### Things to do
a - In the discussion of hexagram 56.4, where is the line judgment said to be set?
b - Rewrite the part of the discussion of hexagram 56.4 that opens with the words containing "Indeed: 56.4>52Structure yields" and closes with "56.4 >> 52.", changing "bedroom" to "quarters".

### Source passage
[start]

Indeed: 56.4>52Structure yields narrative...
Frank
Hi Trojan,
There could well be many views of the term "ax" in various contexts. However, the line judgment is set in this case within the Wanderer's hotel room. No one needs to brandish any sort of ax within the confines of their own bedroom. This is an upset and internally disturbed Wanderer who needs to heed the positive and peaceful implications of the resultant hex 52. Come to accept the silliness of the dead end into which the Wanderer has come to rest, meditate, regroup, get oneself still. This is the implication of the oracle hex 56.4 >> 52.
Hi Rodaki,
No need to try to stab with an ax. The context of the narrative of the line judgment is an uprooted Wanderer in his hotel room with money and an ax. Clearly, he is objectively OK; however, he is not a happy fellow. This implies he is suffering inner turmoil--he is after all an uprooted Wanderer in a traditional ancient culture where individual choice is not generally an option. This is not the Old West of Western TV serials, the Wanderer is a strange and unusual condition and the fourth line is the place of the heart. The Wanderer is expressing the fullness of his heart while on the road. He is brandishing his ax and holding tightly to his money in an attempt to make objective inroads upon his psychological state--it isn't working out very well and his one hope is to move along to the resultant hex timing of hex 52. Get himself still, rest, meditate and hope to solve his subjective trauma.
Frank
Actually, I could say with some property that ALL immigrants, here and everywhere, are good examples of what the text of the line shows. Perhaps hard to empathize for those whom have never been immigrants but I hope I don't have to explain why the line could be a song to them...
I do find this quite useful thanks, as generally commentaries just state the wanderer isn't happy and so one is left thinking 'well what then ?' whats to do about that ?'. So your're saying what the wanderer needs to do (or not do)in 56.4 is drop his defensive stance, find some stillness, be more accepting of this pause in the journey. I'd say that tallied with my experience of the line
nice one. I think I've got the live album. "Meng Unplugged"As a once traveling soloist musician, I can think of no clearer example of 56.4. The road is a lonely place. Even on nights when the audience is receptive and joyous, going back to a hotel or motel room is not a happy experience. You don’t know anyone, and you’d better be careful in this strange place. A little additional synchronicity is that a guitar is called an ax: ones tool for making music, and a living. I've also seen it used as a defensive weapon in a pinch, lol.

[end]

Entries from a dataset:
[start]

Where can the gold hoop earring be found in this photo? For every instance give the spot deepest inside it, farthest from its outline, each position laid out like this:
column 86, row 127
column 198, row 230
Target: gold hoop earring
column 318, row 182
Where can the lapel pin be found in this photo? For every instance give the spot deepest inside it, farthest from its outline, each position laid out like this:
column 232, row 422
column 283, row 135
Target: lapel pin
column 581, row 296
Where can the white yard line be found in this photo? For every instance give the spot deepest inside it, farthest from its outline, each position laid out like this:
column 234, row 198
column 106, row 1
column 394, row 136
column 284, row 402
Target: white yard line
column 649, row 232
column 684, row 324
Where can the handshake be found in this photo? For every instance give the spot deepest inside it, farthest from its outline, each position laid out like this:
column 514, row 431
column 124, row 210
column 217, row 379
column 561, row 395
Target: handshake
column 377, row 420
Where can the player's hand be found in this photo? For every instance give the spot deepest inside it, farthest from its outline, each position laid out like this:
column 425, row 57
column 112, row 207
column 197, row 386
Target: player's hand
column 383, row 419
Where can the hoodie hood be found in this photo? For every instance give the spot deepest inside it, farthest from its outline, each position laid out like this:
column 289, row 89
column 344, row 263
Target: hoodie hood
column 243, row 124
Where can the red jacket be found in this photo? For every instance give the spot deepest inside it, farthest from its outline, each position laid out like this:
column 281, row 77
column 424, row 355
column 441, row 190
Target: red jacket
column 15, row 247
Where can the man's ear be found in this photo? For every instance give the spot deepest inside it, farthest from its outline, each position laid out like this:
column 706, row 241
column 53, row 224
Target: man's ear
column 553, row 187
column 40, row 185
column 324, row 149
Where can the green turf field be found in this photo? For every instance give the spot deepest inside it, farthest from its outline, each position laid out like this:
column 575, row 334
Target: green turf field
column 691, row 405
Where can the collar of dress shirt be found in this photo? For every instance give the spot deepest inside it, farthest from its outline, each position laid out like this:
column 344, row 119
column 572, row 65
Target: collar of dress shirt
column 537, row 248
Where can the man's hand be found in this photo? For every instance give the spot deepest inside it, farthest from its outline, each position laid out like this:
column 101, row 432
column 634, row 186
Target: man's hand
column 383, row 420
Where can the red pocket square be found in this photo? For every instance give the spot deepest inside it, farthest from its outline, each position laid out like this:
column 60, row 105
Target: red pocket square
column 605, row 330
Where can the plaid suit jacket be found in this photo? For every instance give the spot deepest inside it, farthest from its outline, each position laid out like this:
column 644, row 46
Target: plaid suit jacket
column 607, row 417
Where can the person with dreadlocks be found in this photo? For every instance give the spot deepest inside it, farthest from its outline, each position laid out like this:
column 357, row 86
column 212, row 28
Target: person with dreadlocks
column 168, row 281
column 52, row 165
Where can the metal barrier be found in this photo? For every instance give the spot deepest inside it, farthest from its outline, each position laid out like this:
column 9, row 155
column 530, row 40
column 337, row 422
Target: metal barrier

[end]

### The answers
a - Within the Wanderer's hotel room.

b -
Indeed: 56.4>52Structure yields narrative...
Frank
Hi Trojan,
There could well be many views of the term "ax" in various contexts. However, the line judgment is set in this case within the Wanderer's hotel room. No one needs to brandish any sort of ax within the confines of their own quarters. This is an upset and internally disturbed Wanderer who needs to heed the positive and peaceful implications of the resultant hex 52. Come to accept the silliness of the dead end into which the Wanderer has come to rest, meditate, regroup, get oneself still. This is the implication of the oracle hex 56.4 >> 52.